Problem to work on: For the records below, output every line from the one holding "Provide the mask" through the final line, unaltered, and no other lines.

Data records:
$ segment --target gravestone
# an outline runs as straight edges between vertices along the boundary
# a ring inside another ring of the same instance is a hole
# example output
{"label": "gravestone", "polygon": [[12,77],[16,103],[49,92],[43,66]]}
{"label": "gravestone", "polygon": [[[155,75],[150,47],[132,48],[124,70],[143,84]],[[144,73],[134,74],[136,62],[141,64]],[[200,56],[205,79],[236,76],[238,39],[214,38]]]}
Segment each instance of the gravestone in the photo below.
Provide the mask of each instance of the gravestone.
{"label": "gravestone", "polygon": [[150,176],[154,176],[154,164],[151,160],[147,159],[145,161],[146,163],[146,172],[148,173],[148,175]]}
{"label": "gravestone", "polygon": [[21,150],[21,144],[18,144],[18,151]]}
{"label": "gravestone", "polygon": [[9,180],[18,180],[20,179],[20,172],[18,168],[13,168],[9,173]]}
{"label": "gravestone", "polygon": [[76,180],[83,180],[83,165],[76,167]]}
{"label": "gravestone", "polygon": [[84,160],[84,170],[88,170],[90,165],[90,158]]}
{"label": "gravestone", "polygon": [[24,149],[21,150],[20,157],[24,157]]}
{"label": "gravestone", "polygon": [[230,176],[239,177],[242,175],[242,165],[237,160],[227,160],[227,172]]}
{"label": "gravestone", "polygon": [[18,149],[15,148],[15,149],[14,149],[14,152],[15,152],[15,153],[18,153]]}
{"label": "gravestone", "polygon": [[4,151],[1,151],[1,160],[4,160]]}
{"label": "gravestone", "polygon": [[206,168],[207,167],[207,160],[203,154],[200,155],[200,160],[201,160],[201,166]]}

Answer box:
Provide the mask of each instance of the gravestone.
{"label": "gravestone", "polygon": [[150,176],[154,176],[154,164],[151,160],[147,159],[145,161],[146,163],[146,172],[148,173],[148,175]]}
{"label": "gravestone", "polygon": [[21,150],[21,144],[18,144],[18,151]]}
{"label": "gravestone", "polygon": [[9,180],[18,180],[20,179],[20,172],[18,168],[13,168],[9,173]]}
{"label": "gravestone", "polygon": [[76,180],[83,180],[83,165],[76,167]]}
{"label": "gravestone", "polygon": [[84,160],[84,170],[88,170],[90,165],[90,158]]}
{"label": "gravestone", "polygon": [[24,149],[21,150],[20,157],[24,157]]}
{"label": "gravestone", "polygon": [[230,176],[239,177],[242,175],[242,165],[237,160],[227,160],[227,172]]}
{"label": "gravestone", "polygon": [[18,149],[15,148],[15,149],[14,149],[14,152],[15,152],[15,153],[18,153]]}
{"label": "gravestone", "polygon": [[4,151],[1,151],[1,160],[4,160]]}
{"label": "gravestone", "polygon": [[206,168],[207,167],[207,160],[203,154],[200,155],[200,160],[201,160],[201,166]]}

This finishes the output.